> _Exercise_: Of the lines below, write out exactly those from the line with "Target: green shrub" through the line with "Target: woman in pink top", both included, and skip the rest.

> _Task input_:
....

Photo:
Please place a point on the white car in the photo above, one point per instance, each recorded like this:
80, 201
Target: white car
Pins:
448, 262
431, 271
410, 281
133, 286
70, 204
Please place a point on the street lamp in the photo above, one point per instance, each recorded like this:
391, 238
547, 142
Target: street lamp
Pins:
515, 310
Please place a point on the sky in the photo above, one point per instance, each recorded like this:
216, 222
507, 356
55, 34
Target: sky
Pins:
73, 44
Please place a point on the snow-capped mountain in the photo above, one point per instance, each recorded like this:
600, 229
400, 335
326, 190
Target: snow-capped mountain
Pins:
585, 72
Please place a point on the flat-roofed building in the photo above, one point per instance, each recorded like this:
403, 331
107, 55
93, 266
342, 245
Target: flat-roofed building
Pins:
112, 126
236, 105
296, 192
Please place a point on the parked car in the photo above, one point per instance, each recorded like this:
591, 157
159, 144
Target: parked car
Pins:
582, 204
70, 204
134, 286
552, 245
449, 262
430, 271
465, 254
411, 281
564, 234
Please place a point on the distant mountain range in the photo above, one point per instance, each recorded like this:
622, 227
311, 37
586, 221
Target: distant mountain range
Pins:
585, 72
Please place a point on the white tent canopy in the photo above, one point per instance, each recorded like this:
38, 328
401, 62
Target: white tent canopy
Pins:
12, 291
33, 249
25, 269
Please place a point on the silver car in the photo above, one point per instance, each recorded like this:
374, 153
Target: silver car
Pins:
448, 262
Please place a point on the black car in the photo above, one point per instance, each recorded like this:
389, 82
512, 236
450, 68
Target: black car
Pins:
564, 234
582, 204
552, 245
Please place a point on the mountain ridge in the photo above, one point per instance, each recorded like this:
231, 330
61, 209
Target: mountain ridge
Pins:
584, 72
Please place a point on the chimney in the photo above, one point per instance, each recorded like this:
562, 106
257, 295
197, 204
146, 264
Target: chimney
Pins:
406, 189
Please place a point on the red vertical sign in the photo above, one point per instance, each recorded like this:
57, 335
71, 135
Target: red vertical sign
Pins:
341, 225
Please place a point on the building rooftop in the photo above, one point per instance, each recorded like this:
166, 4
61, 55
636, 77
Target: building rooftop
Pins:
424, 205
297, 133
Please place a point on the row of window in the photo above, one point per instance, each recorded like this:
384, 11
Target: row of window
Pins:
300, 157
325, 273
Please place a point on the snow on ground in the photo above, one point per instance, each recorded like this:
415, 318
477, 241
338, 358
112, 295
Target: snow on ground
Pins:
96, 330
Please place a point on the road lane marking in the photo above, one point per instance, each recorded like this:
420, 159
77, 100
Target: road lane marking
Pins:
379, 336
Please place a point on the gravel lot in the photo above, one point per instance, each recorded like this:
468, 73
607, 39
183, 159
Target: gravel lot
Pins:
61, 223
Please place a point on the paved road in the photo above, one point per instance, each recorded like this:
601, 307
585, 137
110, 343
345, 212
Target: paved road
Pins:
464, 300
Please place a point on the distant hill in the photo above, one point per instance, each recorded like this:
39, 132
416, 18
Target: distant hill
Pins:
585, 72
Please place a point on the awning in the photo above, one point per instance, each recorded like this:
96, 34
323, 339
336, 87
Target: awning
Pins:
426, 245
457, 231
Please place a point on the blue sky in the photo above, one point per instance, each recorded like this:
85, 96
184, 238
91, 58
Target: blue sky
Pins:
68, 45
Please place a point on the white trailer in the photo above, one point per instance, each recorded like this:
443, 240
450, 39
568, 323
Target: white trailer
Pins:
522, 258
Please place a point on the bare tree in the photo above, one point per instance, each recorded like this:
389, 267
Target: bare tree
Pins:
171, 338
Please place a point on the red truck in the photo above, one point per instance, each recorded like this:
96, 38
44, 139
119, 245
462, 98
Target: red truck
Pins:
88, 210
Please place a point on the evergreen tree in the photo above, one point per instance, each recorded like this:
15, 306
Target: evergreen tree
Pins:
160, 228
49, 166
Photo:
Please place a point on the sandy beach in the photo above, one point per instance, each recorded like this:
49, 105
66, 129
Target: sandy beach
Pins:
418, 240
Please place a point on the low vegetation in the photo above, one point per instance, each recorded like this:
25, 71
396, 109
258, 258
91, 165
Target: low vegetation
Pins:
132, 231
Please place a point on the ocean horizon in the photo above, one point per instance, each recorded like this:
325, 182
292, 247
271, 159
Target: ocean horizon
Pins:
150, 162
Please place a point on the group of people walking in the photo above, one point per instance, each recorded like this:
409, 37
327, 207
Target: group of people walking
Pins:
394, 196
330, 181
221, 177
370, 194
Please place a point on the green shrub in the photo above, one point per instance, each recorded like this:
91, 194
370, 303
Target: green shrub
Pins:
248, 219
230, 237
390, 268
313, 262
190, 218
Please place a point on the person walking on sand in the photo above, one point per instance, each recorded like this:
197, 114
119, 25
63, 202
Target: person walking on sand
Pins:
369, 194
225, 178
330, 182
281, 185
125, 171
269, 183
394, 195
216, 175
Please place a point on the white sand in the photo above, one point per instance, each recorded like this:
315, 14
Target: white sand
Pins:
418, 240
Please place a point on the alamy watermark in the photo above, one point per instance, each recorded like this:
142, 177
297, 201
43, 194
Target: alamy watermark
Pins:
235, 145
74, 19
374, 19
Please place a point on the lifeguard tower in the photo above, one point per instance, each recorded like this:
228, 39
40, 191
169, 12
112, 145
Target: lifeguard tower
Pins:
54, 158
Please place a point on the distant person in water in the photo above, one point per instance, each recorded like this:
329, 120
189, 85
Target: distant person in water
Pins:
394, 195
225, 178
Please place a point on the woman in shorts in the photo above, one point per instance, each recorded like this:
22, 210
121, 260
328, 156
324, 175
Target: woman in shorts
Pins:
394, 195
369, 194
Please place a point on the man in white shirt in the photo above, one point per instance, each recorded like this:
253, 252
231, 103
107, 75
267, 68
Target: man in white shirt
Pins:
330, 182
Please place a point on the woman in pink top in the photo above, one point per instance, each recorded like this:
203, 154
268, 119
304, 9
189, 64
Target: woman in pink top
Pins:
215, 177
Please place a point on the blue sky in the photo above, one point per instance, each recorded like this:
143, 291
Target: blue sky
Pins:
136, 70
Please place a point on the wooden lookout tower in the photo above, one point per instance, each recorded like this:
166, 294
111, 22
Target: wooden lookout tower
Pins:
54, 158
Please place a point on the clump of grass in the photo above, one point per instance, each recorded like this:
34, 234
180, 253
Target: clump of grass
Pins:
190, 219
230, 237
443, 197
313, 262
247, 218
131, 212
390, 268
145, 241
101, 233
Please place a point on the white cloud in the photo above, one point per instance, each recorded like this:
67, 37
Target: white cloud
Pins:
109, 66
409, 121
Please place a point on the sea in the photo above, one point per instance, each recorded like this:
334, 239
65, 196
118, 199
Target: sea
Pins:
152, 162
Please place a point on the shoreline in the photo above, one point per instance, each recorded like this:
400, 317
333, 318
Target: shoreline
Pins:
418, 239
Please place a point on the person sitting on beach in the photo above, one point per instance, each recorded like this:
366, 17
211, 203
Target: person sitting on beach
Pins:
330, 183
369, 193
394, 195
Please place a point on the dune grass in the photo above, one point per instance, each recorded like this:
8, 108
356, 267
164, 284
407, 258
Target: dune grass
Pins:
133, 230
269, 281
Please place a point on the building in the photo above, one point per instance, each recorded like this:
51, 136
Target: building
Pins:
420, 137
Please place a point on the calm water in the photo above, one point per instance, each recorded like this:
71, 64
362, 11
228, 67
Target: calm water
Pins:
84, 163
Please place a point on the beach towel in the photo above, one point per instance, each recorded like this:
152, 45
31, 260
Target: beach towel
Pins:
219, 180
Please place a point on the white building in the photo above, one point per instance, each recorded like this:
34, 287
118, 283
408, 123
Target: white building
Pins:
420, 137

....

> _Task output_:
Target: green shrub
Pins:
248, 219
230, 237
390, 268
313, 262
190, 218
Please place a point on the person walking on sand in the photo above, one point per instance, each recorded like this:
197, 114
119, 25
63, 202
Target: person walking on sand
Pins:
369, 194
225, 178
330, 182
281, 185
125, 171
269, 183
394, 195
216, 175
Please place a point on the white sand in the photo above, one point per instance, each recorded like this:
315, 14
Target: white sand
Pins:
418, 240
Please place a point on the alamy watermark in the photo above, one point per instance, each recorded like this:
142, 177
297, 201
43, 194
Target: alamy watermark
Pins:
235, 145
74, 19
374, 19
Please place a point on the lifeguard tower in the photo above, one point per instance, each recorded like this:
228, 39
40, 191
169, 12
112, 145
Target: lifeguard tower
Pins:
54, 158
Please place a point on the distant person in water in the photo above, one point per instance, each recorded like this:
329, 120
189, 85
Target: distant person in water
Pins:
394, 195
225, 178
Please place a point on the woman in shorts in the photo above, one point per instance, each recorded like this:
22, 210
121, 260
328, 156
324, 175
Target: woman in shorts
Pins:
394, 195
369, 194
Please place a point on the man in white shirt in the photo above, one point per instance, each recorded like this:
253, 252
231, 103
107, 75
267, 68
Target: man in white shirt
Pins:
330, 182
Please place a point on the woman in pink top in the photo above, one point per instance, each recorded like this:
203, 154
268, 119
304, 9
189, 64
Target: woman in pink top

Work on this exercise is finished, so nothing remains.